Reading passage
● ● ● ●

Uses and abuses of decoherence
Featuring Saturn’s moon Hyperion, particles of cosmic dust and (once again) Schrödinger's cat
Let me begin by re-stating the two rules that lay down how quantum mechanics works.
As you may remember from earlier posts, quantum mechanics provides us with a box of mathematical tools. These tools — state vectors, wave functions, density operators — serve to assign probabilities to possible measurement outcomes on the basis of actual measurement outcomes. So suppose that we want to calculate the probability of a particular outcome of a measurement M₂, given the actual outcome of an earlier measurement M₁. To do so, we must choose a sequence of measurements which may be made in the meantime, and we must apply either of the following rules, whichever is appropriate.
[Rule 1] If the intermediate measurements are made (or if it is possible to find out what their outcomes would have been if they had been made), we must square the magnitudes of the amplitudes associated with all possible sequences of intermediate outcomes and add the results.

● ● ● ●

Data provided
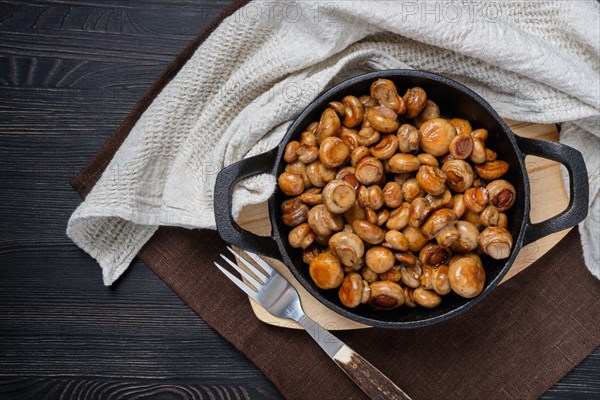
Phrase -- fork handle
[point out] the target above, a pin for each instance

● ● ● ●

In the decoherence passage, what purpose requires choosing a sequence of measurements made in the meantime and applying one of the rules? Answer in one to three sentences. The material is separate from the decoherence passage.

Output for this task
These steps are required to calculate the probability of a particular outcome of a measurement M₂, given the actual outcome of an earlier measurement M₁. Choosing an intermediate sequence and applying the appropriate rule is how the quantum-mechanical tools assign probabilities to possible outcomes on the basis of actual ones.